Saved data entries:
__________________________________________________

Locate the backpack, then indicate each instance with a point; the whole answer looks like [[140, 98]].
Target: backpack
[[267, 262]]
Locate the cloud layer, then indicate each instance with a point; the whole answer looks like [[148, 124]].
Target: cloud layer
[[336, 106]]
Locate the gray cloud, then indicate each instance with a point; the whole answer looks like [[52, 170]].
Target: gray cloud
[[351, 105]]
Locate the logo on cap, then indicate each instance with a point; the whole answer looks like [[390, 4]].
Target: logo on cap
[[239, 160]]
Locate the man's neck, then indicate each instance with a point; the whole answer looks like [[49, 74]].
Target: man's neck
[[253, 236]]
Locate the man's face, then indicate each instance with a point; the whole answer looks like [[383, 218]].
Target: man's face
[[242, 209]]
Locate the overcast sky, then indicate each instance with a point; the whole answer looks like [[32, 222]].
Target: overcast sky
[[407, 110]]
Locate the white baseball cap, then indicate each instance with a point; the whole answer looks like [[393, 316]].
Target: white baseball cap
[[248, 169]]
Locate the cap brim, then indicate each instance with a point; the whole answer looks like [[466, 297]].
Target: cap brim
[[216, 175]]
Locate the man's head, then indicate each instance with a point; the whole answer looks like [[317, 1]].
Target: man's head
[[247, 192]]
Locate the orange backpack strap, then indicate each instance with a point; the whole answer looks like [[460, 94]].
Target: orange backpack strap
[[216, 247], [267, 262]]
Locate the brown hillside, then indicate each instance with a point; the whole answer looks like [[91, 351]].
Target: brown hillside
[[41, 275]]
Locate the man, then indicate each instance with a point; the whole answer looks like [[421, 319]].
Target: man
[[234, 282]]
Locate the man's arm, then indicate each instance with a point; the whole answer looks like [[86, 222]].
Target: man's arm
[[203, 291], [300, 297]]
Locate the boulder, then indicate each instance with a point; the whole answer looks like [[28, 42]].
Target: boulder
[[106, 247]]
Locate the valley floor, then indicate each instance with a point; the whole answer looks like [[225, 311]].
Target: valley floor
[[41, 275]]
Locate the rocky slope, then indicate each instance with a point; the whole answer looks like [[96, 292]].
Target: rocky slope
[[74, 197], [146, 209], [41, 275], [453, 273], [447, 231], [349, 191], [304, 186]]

__________________________________________________

Please output the data again word for word, starting at the line that contains "Locate the brown" and ending at the last line of the data.

Locate the brown hillside, then indicate each instance with a point; the whole answer looks like [[91, 351]].
Target: brown hillside
[[41, 275]]
Locate the man, then indicate each instance with a point; the whole answer looks like [[421, 319]].
Target: man
[[234, 282]]
Locate the man's arm, then indicate each instance with a point; the whole answer looks like [[86, 222]].
Target: man's arm
[[203, 291], [300, 297]]
Locate the boulder, then indicate each instance with a point; the whole answer looks like [[28, 42]].
Target: boulder
[[106, 247]]
Locate the valley floor, then indicate each instance with a point; the whole answer looks like [[225, 311]].
Target: valley floor
[[41, 275]]
Locate the rocky slope, then indicate each instance with a point; the whole answer looks like [[96, 292]].
Target: rocky slope
[[74, 197], [146, 209], [41, 275], [453, 273], [447, 231], [349, 191], [304, 186]]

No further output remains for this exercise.